What is needed → Copy, from the entries below, each line where the word "girl" can be found.

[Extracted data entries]
━━━

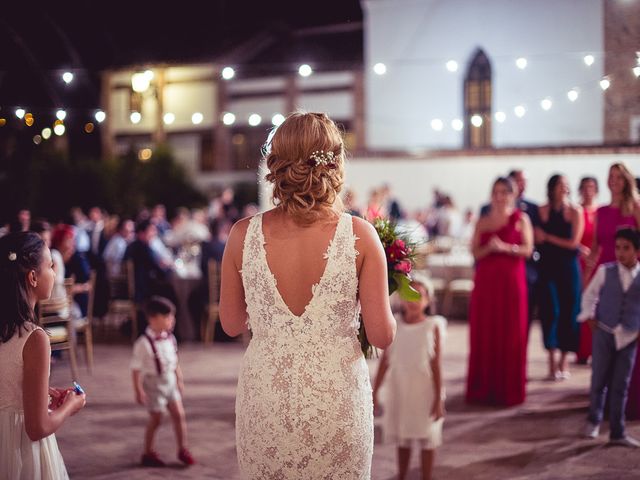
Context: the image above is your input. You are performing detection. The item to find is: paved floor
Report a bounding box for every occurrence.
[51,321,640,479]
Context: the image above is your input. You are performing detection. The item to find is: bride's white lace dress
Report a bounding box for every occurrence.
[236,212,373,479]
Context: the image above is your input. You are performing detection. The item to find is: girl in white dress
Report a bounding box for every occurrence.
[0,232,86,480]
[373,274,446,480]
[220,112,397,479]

━━━

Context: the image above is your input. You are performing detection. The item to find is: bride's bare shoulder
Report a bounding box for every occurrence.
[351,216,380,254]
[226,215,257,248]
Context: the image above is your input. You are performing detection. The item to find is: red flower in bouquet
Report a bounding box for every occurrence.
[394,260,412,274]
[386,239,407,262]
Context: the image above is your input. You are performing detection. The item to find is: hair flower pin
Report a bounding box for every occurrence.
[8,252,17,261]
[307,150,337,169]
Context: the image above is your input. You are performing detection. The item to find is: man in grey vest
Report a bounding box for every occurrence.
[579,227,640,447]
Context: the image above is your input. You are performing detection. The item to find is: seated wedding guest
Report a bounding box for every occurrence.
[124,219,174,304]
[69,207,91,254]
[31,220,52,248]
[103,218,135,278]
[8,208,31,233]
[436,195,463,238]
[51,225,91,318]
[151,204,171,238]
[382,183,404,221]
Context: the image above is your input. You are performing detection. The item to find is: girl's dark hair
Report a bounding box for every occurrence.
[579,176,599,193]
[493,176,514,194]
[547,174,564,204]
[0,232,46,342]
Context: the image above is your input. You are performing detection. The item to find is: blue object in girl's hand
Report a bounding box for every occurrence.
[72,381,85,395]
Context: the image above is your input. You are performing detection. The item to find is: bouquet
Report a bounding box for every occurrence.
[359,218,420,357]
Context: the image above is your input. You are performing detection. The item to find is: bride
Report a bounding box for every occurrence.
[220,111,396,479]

━━━

Result for this exercise →
Context: the image above is your input. You are performing detection. The item to find is: girl in white dress
Context: the image above is your input. You are performing detection. The item to find is: girl's dark hair
Context: the image above is your input. You are performing detection. The item to find is: blue object in girl's hand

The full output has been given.